# Written instruction
Output exactly the lines between the line that contains "label the wild" and the last line of the material, counting both.

┄┄┄┄┄┄

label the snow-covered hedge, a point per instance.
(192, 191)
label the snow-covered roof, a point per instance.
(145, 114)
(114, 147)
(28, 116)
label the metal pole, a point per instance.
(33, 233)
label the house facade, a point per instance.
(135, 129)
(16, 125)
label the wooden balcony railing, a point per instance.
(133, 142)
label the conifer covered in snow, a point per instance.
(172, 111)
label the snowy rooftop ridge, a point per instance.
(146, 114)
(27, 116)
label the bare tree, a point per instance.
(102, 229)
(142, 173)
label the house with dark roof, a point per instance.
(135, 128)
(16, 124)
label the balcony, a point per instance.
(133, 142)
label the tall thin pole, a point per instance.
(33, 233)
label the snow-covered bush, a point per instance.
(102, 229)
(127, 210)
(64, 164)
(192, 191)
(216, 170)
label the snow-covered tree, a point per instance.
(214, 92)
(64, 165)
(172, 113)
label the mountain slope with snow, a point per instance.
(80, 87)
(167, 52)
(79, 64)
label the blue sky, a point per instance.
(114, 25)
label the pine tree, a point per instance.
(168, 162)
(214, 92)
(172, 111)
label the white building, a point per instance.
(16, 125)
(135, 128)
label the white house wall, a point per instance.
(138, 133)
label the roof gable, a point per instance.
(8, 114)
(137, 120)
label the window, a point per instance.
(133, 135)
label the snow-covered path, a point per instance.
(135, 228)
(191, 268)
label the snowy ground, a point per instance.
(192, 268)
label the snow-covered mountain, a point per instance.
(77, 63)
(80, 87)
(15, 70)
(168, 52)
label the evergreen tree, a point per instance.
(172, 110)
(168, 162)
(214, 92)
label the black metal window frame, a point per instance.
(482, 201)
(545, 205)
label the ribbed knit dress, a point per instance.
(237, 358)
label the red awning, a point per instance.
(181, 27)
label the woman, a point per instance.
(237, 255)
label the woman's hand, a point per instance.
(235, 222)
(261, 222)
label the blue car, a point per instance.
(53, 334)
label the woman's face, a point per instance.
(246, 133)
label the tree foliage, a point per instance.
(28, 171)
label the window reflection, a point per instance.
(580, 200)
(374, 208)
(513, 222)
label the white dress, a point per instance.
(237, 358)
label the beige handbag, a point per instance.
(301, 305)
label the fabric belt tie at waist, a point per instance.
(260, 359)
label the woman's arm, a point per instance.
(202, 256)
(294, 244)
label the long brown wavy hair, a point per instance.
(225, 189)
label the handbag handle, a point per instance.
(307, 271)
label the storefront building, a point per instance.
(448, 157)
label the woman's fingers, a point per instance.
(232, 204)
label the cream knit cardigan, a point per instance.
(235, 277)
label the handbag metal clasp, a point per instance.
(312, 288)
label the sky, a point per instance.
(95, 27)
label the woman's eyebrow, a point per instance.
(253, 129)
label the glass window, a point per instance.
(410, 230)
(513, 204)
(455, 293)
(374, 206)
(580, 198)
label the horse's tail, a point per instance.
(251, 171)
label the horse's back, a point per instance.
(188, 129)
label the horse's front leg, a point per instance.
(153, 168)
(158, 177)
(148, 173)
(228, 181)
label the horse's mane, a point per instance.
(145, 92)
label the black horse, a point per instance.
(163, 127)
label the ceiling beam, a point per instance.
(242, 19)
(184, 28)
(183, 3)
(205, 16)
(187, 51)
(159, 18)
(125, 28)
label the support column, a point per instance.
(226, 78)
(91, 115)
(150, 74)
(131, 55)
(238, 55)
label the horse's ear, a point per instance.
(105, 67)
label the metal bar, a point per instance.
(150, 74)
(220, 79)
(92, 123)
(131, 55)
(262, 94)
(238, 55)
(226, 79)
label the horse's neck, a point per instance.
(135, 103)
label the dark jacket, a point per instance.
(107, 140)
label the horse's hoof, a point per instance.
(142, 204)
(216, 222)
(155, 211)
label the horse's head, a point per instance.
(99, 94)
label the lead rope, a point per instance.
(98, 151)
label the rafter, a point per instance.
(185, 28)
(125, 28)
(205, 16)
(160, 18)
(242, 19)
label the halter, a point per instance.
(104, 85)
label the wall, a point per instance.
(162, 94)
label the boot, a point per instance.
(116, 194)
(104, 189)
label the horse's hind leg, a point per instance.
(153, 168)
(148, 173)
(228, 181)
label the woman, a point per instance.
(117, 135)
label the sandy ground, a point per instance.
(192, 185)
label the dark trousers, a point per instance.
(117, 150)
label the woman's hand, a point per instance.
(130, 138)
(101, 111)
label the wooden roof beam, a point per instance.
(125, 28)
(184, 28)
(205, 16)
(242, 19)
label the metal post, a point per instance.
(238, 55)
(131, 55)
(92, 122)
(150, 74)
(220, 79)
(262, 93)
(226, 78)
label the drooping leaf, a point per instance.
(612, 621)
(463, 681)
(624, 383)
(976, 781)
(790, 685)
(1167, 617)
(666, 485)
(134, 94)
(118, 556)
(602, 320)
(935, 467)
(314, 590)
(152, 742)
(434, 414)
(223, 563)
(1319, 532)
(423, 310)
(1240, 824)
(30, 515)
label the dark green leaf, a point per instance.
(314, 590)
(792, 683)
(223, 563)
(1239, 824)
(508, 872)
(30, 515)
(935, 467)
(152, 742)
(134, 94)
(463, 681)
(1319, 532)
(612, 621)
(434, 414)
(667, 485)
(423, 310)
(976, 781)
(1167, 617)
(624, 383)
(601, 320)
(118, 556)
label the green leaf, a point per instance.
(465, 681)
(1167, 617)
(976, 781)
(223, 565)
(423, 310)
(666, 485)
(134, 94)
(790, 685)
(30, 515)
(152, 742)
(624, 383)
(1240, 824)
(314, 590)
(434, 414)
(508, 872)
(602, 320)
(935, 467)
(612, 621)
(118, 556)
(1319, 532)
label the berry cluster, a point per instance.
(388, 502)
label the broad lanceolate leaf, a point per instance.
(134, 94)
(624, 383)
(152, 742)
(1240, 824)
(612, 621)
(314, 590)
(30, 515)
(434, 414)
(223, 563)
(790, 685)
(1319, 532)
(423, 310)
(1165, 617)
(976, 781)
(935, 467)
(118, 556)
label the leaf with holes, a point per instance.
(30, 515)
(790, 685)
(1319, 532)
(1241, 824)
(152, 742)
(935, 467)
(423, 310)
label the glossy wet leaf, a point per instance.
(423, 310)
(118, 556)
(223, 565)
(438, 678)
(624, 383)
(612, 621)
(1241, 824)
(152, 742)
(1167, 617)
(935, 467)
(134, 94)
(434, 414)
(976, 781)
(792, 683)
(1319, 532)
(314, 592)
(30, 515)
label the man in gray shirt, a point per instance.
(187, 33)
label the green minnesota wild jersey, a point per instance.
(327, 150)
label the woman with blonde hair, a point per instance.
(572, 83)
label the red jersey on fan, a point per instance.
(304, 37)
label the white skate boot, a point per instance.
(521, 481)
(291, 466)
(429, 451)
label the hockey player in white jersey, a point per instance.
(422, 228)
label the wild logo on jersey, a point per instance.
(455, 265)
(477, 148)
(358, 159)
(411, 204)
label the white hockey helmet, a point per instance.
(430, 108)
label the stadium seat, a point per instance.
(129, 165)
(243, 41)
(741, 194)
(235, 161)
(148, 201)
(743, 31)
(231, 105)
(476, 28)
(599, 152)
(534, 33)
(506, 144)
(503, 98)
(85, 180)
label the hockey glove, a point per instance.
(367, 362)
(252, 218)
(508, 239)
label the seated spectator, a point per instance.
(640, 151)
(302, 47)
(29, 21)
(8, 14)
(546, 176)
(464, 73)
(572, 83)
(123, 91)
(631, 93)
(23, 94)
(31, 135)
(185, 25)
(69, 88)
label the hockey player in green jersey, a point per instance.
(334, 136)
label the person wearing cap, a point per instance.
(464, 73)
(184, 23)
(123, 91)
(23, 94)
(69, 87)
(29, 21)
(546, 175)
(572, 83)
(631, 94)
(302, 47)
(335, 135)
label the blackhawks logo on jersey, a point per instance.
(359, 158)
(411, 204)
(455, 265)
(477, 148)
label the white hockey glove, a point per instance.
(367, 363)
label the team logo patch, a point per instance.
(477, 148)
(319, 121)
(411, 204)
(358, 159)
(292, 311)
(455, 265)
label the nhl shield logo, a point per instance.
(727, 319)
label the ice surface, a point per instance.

┄┄┄┄┄┄

# Response to the task
label the wild logo on jersey, a point per instance.
(455, 265)
(477, 148)
(358, 159)
(411, 204)
label the white hockey helmet, a point per instance.
(430, 108)
label the stadium seat, a point per instance.
(129, 165)
(243, 41)
(741, 194)
(235, 161)
(148, 201)
(743, 31)
(231, 105)
(476, 28)
(599, 152)
(534, 33)
(506, 144)
(503, 98)
(85, 180)
label the hockey glove, a point per instance.
(367, 362)
(252, 218)
(508, 239)
label the seated spectator, a point per instance.
(640, 151)
(302, 47)
(29, 21)
(8, 14)
(546, 176)
(464, 73)
(572, 83)
(123, 91)
(631, 93)
(23, 94)
(31, 135)
(185, 25)
(69, 88)
label the hockey player in green jersey, a point per instance.
(334, 136)
label the person wearing cap, a point per instance.
(464, 73)
(184, 23)
(123, 91)
(23, 94)
(69, 87)
(29, 21)
(546, 175)
(572, 83)
(631, 94)
(302, 47)
(335, 135)
label the blackhawks logo on jersey, a point per instance.
(359, 158)
(411, 204)
(455, 265)
(477, 148)
label the white hockey glove, a point per instance.
(367, 363)
label the team logo patch, a point per instance.
(477, 148)
(319, 121)
(411, 204)
(358, 159)
(292, 311)
(455, 265)
label the nhl shield logo, a point per instance.
(727, 319)
label the ice surface, a point per instance.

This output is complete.